··· LISTED RECORDS ···

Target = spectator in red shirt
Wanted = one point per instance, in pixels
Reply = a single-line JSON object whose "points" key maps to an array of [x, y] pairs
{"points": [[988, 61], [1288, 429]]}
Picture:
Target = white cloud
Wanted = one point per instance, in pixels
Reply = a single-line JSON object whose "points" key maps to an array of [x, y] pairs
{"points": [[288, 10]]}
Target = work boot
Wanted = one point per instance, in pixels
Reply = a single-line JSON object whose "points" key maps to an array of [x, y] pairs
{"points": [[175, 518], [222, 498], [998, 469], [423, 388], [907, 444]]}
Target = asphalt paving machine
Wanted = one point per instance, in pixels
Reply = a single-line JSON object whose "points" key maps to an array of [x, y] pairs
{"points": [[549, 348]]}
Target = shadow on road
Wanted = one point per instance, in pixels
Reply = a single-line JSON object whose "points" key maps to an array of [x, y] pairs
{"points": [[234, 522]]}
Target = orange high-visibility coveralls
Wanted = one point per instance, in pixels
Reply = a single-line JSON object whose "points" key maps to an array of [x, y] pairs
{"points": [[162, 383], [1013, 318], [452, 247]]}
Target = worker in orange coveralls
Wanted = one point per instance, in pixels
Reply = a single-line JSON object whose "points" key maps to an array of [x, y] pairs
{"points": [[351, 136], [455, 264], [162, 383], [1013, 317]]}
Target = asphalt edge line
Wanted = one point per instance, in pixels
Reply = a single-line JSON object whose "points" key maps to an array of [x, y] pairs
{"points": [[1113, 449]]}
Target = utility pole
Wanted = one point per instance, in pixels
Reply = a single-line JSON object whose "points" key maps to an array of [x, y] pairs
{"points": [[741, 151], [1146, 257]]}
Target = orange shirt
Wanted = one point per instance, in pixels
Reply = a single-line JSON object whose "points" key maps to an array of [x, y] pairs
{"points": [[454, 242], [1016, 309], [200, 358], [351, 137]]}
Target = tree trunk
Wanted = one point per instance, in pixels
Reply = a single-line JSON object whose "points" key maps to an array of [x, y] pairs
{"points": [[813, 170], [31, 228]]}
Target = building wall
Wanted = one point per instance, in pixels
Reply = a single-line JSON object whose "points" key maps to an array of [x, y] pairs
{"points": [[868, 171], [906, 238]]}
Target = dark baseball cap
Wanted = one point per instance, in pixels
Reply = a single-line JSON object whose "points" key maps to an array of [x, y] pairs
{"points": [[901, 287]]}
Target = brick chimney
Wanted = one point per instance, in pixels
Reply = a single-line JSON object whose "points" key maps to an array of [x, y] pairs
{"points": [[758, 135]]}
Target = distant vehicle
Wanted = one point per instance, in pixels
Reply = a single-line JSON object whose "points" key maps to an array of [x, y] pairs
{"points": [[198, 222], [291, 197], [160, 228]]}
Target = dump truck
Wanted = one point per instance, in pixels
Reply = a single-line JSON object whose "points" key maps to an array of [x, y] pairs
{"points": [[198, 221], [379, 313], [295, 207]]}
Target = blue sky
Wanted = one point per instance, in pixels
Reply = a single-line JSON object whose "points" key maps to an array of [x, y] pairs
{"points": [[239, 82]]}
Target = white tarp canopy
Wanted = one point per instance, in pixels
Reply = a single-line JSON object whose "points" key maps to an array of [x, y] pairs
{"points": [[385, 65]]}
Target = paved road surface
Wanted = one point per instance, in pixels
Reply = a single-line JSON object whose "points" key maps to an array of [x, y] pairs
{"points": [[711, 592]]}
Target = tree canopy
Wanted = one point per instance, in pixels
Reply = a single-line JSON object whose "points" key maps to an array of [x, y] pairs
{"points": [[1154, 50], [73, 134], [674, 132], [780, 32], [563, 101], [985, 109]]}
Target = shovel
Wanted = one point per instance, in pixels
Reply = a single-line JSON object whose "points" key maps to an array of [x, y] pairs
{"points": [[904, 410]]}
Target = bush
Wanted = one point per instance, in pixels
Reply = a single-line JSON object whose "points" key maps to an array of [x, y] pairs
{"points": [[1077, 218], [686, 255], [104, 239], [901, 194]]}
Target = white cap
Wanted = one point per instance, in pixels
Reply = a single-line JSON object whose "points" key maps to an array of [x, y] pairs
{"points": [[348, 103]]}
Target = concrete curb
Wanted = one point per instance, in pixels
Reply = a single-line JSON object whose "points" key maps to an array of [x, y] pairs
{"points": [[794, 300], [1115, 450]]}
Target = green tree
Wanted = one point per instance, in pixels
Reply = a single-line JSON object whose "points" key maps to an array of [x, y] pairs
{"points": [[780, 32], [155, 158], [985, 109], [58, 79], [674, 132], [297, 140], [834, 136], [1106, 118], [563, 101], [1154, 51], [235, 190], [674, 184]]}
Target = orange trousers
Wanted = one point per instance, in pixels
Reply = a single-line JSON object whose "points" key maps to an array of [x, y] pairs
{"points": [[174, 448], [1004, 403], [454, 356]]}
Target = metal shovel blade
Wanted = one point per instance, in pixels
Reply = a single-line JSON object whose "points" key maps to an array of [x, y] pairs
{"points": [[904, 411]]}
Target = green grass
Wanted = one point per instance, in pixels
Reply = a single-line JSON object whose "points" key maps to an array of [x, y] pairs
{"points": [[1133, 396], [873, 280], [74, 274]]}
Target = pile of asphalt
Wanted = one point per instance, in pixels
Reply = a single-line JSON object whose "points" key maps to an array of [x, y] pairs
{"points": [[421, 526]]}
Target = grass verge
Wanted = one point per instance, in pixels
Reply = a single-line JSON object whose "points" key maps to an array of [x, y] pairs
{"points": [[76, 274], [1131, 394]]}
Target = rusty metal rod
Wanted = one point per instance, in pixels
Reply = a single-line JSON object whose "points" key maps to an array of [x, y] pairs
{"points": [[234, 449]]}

···

## ABOUT THIS TASK
Report only how many lines in the records contain the word "asphalt".

## EXERCISE RESULT
3